→ SUPPLIED TEXT:
<<<<

I received an email from hitched.co.uk offering me £200 off a wedding dress.
Slightly peculiar but innocent enough you may think – no, not when you consider that when signing up for hitched.co.uk they ask you for the prospective date of your wedding – as far as hitched.co.uk are concerned I am already married.
What type of company sends offers for wedding dresses to respectably married woman!?
And if on the off chance – as in my case – the recipient turned out to not be married in the end, wouldn’t you think that sending such an offer – complete with imagery of smiling, supposedly happy brides – to someone who thought they would get married but then didn’t wasn’t entirely tactful?
Companies out there I beg of you, use your data sensibly – is really isn’t hard to prevent issues like this occurring if you just look at the data you have about your customer base and by applying a little bit of logic, turn that into useful information. Information that if used correctly may just save you from losing customers.

This is like crack to them.

If you manage to toggle the obligatory “tick me if you do want to not get the occasional newsletter” check box correctly at the bottom of the form you may never hear from them again. Well done. But sometimes you DO want to receive their newsletter.

>>>>

→ ENTRIES PROVIDED:
<<<<

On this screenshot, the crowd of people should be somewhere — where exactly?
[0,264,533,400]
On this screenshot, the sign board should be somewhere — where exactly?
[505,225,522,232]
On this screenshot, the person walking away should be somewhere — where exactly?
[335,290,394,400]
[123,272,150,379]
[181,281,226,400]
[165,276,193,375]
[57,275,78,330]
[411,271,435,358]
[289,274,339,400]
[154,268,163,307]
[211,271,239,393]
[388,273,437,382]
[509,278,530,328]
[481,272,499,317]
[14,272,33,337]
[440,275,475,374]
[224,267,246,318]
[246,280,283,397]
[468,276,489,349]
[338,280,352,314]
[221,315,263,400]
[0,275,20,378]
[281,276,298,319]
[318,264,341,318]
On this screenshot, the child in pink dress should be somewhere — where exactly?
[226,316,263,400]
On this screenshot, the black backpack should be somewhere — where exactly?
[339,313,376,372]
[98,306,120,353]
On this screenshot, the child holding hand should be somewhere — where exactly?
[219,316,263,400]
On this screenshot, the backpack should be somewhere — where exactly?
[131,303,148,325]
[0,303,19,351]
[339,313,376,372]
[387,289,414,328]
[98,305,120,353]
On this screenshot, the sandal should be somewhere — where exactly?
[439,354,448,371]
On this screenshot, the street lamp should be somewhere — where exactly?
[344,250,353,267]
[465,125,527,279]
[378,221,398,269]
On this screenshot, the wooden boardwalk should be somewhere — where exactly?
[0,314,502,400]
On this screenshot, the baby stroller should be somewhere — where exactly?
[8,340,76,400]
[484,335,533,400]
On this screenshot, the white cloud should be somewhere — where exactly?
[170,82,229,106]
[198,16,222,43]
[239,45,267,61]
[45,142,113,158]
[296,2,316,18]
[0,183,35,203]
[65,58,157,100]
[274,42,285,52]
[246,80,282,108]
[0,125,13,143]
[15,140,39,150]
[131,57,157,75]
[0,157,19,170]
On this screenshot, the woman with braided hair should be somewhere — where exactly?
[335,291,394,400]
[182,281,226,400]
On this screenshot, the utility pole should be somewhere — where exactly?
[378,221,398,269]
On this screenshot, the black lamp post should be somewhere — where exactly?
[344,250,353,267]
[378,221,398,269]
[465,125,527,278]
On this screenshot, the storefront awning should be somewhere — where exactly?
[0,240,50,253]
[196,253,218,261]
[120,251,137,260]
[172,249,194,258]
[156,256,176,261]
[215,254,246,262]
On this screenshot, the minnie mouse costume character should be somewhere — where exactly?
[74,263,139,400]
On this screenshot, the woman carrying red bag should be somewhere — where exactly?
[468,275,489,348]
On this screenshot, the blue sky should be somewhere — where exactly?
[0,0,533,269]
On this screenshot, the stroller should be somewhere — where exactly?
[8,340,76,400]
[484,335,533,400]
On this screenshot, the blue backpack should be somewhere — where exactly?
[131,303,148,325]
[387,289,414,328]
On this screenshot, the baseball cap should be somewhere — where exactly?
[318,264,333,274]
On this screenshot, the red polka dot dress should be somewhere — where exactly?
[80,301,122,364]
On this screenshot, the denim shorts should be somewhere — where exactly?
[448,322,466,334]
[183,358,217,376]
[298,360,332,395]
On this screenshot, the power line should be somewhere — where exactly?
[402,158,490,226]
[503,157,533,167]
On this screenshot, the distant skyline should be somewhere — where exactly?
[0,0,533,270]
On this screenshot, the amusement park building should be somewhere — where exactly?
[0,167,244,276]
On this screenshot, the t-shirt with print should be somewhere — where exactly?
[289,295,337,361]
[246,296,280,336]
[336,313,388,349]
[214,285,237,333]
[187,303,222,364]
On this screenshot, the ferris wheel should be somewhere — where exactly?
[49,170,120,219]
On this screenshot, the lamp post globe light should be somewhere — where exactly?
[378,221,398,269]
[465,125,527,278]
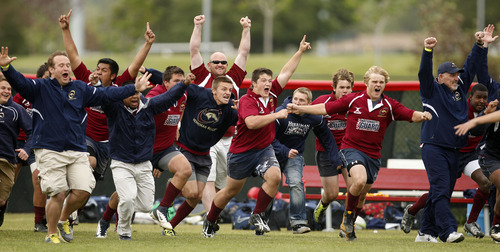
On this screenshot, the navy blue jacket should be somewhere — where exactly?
[418,44,485,149]
[272,96,342,169]
[0,97,31,164]
[102,81,187,164]
[178,84,238,155]
[3,65,135,152]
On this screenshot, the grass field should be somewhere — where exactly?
[10,52,420,81]
[0,214,500,252]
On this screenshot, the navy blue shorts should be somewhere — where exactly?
[315,151,342,177]
[17,139,36,166]
[227,145,280,180]
[86,136,111,178]
[340,149,381,184]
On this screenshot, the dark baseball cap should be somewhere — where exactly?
[438,61,464,74]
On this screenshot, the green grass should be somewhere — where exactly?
[0,214,498,252]
[11,53,420,81]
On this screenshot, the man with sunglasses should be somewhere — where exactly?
[188,15,252,214]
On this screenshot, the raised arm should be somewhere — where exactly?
[59,9,82,71]
[453,110,500,136]
[189,15,205,69]
[286,103,327,115]
[411,111,432,123]
[418,37,437,98]
[234,16,252,71]
[128,22,156,79]
[277,35,311,88]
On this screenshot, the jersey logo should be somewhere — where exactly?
[356,119,380,132]
[193,108,222,131]
[68,90,76,100]
[378,107,389,117]
[284,122,311,136]
[328,120,347,130]
[163,115,181,126]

>>>>

→ EXERCISE SET:
• a. Answer these about the post on the wedding-dress email, each on its own line:
(i) How much off a wedding dress did the email offer?
(ii) What does hitched.co.uk ask for when you sign up?
(iii) What imagery does the writer say accompanies such an offer?
• b. Retype the post on the wedding-dress email, starting with "This is like" and going on through "receive their newsletter.".
• c. Write what comes next in the post on the wedding-dress email, picking up after its final sentence.
The lines have no role in any of this.

→ RESPONSES:
• a.
(i) £200.
(ii) The prospective date of your wedding.
(iii) Smiling, supposedly happy brides.

• b.
This is like crack to them.

If you manage to toggle the obligatory “tick me if you do want to not get the occasional newsletter” check box correctly at the bottom of the form you may never hear from them again. Well done. But sometimes you DO want to receive their newsletter.

• c.
I have no problem with companies I like having my details, I appreciate Firebox emailing me new and shiny things and the day just would not be complete without my Daily Dilbert (tell me I’m not the only one who is convinced Scott Adams hides in the cupboard in my office and then draws what happened yesterday for today?).

But what really frustrates me is when these companies don’t make sensible – or any – use of the data they have on me.

A number of companies have my birth date – but only a small percentage of shopping sites email me congratulations and tempting me with the chance of buying myself a present.

Why? It is NOT hard to use data intelligently and treat it as information.

My day-to-day world revolves around a rather excellent Document Management and Collaboration System (http://www.unit4collaboration.com), I deal with data and information day in and day out and I’m afraid it has become one of my passions – it may help if you imagine me climbing onto my soap box round about now.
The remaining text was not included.